**TUGAS DIBERIKAN 1**
Periksa apakah tiap pernyataan berikut sesuai dengan berita tentang seminar agroindustri Unila: (a) seminar berlangsung selama tiga hari, (b) seminar dibuka oleh Wakil Rektor III Unila, (c) jumlah pembicara seminar 66 orang. Jawab ya atau tidak untuk masing-masing, lalu kutip kata-kata dalam berita yang menjadi penentunya.
**TUGAS DIBERIKAN 2**
Sebutkan lembaga yang bekerja sama dengan Unila dalam seminar ini menurut berita tentang seminar agroindustri Unila.
··· TEKS HASIL EKSTRAKSI ···
Unila Dukung Percepatan Hilirisasi Agroindustri
FOTO BERSAMA: Universitas Lampung melalui Jurusan Teknologi Hasil Pertanian (THP) menyelenggarakan Seminar Nasional Agroindustri Berkelanjutan di ballroom Hotel Emersia, Bandarlampung.--FOTO ANGGI RHAISA
Menuju Net Zero Emission 2050
BANDARLAMPUNG - Universitas Lampung (Unila) melalui Jurusan Teknologi Hasil Pertanian (THP) menyelenggarakan Seminar Nasional Agroindustri Berkelanjutan. Kegiatan ini bertajuk Percepatan Hilirisasi Agroindustri Menuju Net Zero Emission 2050.
Seminar berlangsung selama dua hari di ballroom Hotel Emersia, Bandarlampung, Kamis–Jumat (26-27/9). Seminar dibuka Wakil Rektor III Bidang Perencanaan, Kerja Sama, dan TIK Unila Dr. Anna Gustina Zainal, S.Sos., M.Si. Hadir dalam seminar Direktur Jenderal Industri Agro Kementerian Perindustrian Ir. Putu Juli Ardika, M.A. Seminar ini merupakan rangkaian kegiatan Dies Natalis Ke-59 Unila.
Prof. Udin Hasanuddin, M.T. selaku ketua panitia sekaligus salah satu pemateri menyatakan seminar ini merupakan kerja sama Unila dengan Politeknik Negeri Lampung (Polinela) dan Institut Teknologi Sumatera (Itera). ’’Peserta seminar berasal dari berbagai kampus di Indonesia, di antaranya UGM, Universitas Brawijaya, Unpad, Binus, BRIN, Universitas Lambung Mangkurat, Universitas Palangkaraya, Itera, Unila, Polinela, dan IPB. Total pembicara seminar 66 orang, non-pembicara 44 orang, dan on spot 20-30 orang,’’ katanya.
··· DAFTAR MATERI ···
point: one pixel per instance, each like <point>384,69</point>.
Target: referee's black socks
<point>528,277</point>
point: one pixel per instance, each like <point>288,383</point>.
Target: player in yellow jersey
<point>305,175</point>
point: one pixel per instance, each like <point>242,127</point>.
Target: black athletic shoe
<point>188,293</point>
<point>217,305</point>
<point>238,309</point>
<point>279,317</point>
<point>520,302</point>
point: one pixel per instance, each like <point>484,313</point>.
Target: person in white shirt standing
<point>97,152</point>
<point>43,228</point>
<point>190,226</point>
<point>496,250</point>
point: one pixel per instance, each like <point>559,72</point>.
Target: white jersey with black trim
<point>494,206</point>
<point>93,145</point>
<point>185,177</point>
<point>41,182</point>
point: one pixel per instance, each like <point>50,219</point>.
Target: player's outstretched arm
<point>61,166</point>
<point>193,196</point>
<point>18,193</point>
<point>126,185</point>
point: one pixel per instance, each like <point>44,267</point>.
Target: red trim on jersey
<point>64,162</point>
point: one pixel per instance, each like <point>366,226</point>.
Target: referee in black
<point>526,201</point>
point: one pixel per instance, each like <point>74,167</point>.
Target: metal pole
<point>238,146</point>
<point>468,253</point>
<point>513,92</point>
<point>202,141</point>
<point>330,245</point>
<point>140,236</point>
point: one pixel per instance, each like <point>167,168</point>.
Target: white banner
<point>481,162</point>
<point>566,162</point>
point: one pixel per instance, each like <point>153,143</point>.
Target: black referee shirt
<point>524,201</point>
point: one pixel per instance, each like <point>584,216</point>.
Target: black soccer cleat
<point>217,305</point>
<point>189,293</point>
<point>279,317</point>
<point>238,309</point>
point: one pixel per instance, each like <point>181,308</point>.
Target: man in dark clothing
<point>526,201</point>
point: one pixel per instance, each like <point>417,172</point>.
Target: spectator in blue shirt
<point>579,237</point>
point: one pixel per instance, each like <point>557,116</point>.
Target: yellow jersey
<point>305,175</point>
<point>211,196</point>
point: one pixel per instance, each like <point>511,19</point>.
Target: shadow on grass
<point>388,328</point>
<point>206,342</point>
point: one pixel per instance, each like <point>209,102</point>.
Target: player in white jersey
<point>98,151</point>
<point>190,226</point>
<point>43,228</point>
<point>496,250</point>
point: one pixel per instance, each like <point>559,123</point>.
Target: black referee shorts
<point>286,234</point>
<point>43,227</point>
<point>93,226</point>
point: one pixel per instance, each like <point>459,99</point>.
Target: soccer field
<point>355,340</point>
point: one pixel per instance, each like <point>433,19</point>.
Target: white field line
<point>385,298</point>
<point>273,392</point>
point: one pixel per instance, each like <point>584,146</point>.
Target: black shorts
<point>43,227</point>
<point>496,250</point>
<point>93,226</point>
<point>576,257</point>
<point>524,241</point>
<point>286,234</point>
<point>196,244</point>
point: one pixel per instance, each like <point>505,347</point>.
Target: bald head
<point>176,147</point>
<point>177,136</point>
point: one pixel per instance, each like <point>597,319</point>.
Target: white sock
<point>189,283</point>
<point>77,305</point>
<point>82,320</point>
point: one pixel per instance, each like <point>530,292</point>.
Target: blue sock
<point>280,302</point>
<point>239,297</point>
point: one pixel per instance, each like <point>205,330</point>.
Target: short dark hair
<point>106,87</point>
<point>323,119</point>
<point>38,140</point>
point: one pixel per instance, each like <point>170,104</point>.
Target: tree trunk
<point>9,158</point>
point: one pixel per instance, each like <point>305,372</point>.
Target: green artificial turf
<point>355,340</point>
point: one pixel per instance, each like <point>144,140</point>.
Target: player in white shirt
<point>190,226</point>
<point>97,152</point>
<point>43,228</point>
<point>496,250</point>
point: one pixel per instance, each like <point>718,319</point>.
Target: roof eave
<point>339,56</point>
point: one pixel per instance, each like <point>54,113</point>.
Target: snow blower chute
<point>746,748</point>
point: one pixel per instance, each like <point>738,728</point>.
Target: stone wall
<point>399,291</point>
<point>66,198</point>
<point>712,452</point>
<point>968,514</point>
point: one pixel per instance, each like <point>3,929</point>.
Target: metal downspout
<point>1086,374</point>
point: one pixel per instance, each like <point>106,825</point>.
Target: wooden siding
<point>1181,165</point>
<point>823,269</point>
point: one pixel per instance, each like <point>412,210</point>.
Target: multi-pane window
···
**PENYELESAIAN SOAL 1**
(a) Tidak: "Seminar berlangsung selama dua hari"
(b) Ya: "Seminar dibuka Wakil Rektor III Bidang Perencanaan, Kerja Sama, dan TIK Unila Dr. Anna Gustina Zainal, S.Sos., M.Si."
(c) Ya: "Total pembicara seminar 66 orang"

**PENYELESAIAN SOAL 2**
Politeknik Negeri Lampung (Polinela) dan Institut Teknologi Sumatera (Itera).